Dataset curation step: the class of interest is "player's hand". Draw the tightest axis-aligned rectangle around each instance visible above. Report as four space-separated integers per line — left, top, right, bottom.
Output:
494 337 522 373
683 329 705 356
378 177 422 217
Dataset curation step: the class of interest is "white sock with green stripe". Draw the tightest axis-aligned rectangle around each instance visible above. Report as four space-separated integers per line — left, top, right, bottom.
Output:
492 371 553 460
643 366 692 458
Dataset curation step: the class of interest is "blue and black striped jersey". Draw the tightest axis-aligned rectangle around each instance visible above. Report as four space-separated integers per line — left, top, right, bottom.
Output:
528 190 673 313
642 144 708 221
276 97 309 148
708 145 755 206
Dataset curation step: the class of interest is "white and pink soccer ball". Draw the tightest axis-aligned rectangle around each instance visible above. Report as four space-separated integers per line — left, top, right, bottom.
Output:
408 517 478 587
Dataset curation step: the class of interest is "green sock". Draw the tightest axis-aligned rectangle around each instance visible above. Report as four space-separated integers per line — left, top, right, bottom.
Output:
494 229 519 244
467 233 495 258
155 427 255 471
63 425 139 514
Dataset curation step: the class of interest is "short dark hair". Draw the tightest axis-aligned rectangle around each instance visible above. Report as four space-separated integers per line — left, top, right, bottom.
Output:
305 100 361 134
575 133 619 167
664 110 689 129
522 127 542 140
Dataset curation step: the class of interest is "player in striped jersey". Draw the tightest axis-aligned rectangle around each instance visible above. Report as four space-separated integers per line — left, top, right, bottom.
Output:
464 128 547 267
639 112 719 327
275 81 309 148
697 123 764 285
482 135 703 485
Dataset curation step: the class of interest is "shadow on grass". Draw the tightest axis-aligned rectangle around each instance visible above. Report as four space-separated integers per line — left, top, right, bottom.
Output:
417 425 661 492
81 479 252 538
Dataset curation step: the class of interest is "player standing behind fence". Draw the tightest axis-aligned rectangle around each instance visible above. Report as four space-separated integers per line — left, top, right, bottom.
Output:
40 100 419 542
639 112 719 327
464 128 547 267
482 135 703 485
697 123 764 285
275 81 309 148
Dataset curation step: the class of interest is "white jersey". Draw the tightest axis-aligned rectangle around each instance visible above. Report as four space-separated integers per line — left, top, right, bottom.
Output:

Task objective:
Reproduce the stretch of the records from the beginning through the line containing "522 127 542 140", substituting "smallest" for every occurrence of "tightest" and leaving all else unaltered.

Finished answer:
Dataset curation step: the class of interest is "player's hand". Draw the smallest axis-aligned rectangle around each instance visible above. Report as four space-separated integers per line — left, top, right, bottom.
Output:
494 337 522 373
683 329 705 356
378 177 422 217
Dataset curation step: the class of interest is "white sock with green stripe". Draw the smallest axis-aligned rectangle around each instance visible above. Report as four space-separated integers per line — left, top, right, bottom.
Output:
492 371 553 460
643 366 692 458
Dataset curation step: the class of interest is "blue and black striped jersey". Draw the smallest axis-aligned rectangle around each instance visible above. Report as four space-separated integers per line — left, top, right, bottom.
Output:
528 190 673 313
642 144 708 221
276 97 309 148
708 145 755 206
Dataset curation step: the class of interest is "white and pink soccer ball". Draw the smallest axis-aligned rectangle around each instance visible above. Report as four space-separated integers per line — left, top, right, bottom.
Output:
408 517 478 587
Dataset curation step: the class of interest is "green sock". Draw the smallest axis-aligned rectangle around each instance visible above. Report as four space-separated integers per line — left, top, right, bottom.
Output:
494 229 519 244
467 233 495 258
155 427 255 471
63 425 139 514
Dataset curation step: the class of interest is "short dark hair". Draw the smallest axis-aligned rectangle around each instance visible above. Report as four space-separated integers per line — left, top, right, bottom.
Output:
305 100 361 134
575 133 619 167
664 110 689 129
522 127 542 140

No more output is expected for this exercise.